§ **Text segment**:

━━━━━━

After the original “Star Trek” ended, Nichols embraced her role at “Star Trek” events. At a Trek convention in Chicago, a talk by NASA scientist Jesco von Puttkamer inspired her to embrace NASA as well.
“For someone who used to think that the only civilian benefits of the space program were Teflon and Tang, it’s funny that I became a NASA missionary,” she told the Chicago Tribune years later.
A recruitment drive led by Nichols in 1977 drew applications from more than 2,600 women and minority astronaut hopefuls. They included Sally Ride, the first American woman in space; and three of the astronauts who died in the 1986 Challenger space shuttle explosion: Judith Resnik, Ronald McNair and Ellison Onizuka.

━━━━━━

§ **Record extracts**:
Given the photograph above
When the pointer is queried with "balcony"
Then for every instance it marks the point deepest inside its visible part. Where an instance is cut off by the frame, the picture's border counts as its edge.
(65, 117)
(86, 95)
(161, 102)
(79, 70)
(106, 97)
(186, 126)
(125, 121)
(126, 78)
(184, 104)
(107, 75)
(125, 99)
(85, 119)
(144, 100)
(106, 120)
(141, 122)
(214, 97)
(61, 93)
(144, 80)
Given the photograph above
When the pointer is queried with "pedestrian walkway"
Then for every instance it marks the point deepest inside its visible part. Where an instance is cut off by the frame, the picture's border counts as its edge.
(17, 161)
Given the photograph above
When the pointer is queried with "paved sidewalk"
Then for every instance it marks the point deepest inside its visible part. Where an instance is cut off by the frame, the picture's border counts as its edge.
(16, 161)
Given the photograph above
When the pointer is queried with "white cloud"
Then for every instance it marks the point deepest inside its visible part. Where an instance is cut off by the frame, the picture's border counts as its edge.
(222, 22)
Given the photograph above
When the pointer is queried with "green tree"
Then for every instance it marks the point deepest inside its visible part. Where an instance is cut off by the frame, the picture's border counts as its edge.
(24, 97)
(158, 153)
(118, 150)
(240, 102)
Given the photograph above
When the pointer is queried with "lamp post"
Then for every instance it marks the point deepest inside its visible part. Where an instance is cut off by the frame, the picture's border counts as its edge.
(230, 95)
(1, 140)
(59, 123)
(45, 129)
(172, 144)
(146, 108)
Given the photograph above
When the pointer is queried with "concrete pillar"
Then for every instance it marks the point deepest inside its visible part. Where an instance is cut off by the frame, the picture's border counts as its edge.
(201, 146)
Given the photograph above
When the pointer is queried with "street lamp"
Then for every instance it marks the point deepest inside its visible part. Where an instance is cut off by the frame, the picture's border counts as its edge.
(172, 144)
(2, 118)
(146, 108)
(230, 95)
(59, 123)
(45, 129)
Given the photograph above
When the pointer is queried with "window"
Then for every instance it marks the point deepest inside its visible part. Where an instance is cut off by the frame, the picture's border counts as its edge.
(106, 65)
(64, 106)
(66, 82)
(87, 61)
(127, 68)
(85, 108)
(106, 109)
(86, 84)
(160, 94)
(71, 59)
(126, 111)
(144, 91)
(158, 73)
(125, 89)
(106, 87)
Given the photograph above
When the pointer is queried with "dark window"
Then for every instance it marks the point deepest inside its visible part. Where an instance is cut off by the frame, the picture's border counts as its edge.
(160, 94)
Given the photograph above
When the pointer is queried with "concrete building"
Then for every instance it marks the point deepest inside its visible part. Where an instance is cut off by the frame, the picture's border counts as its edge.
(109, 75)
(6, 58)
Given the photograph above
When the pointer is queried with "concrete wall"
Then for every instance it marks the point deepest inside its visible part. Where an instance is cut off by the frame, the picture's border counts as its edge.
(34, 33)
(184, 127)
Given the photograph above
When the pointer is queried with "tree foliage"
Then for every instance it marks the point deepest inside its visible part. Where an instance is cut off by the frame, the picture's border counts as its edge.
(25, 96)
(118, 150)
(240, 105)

━━━━━━

§ **Questions to answer**:
A - List every astronaut the passage about Nichols and NASA names among the applicants drawn by her 1977 recruitment drive.
B - According to the passage about Nichols and NASA, how many applications did her 1977 recruitment drive bring in?
C - Continue the passage about Nichols and NASA from its final sentence.

§ **Results by task**:
A -
Sally Ride
Judith Resnik
Ronald McNair
Ellison Onizuka

B - More than 2,600, from women and minority astronaut hopefuls.

C -
Nichols married tap dancer Foster Johnson in 1951 and songwriter Duke Mondy in 1968. Both marriages ended in divorce. A brother, Thomas Nichols, died in the 1997 mass suicide of the Heaven’s Gate cult at Rancho Santa Fe, near San Diego. Survivors include son Kyle, whose announcement of Nichols’ death likened his mother’s light to “the ancient galaxies now being seen for the first time” — something from which present and future generations could “enjoy, learn from, and draw inspiration.”
In addition to her “Star Trek” and NASA work, Nichols recorded an album, wrote two science fiction novels and created “Reflections,” a one-woman stage tribute to Black American singers including Ma Rainey, Bessie Smith, Josephine Baker, Mahalia Jackson, Ella Fitzgerald, Lena Horne — and herself.
But Nichols’ most lasting legacy may be in the memories of people like Mae C. Jemison, an astronaut who became a close friend.
In 1992, Jemison boarded the space shuttle Endeavour and became the first Black American woman in space. In a tribute to the woman who had inspired her, Jemison started each shift of her eight-day trip with the announcement that had become Nichols’ signature line as the Enterprise blazed past strange new worlds:
“Hailing frequencies open!”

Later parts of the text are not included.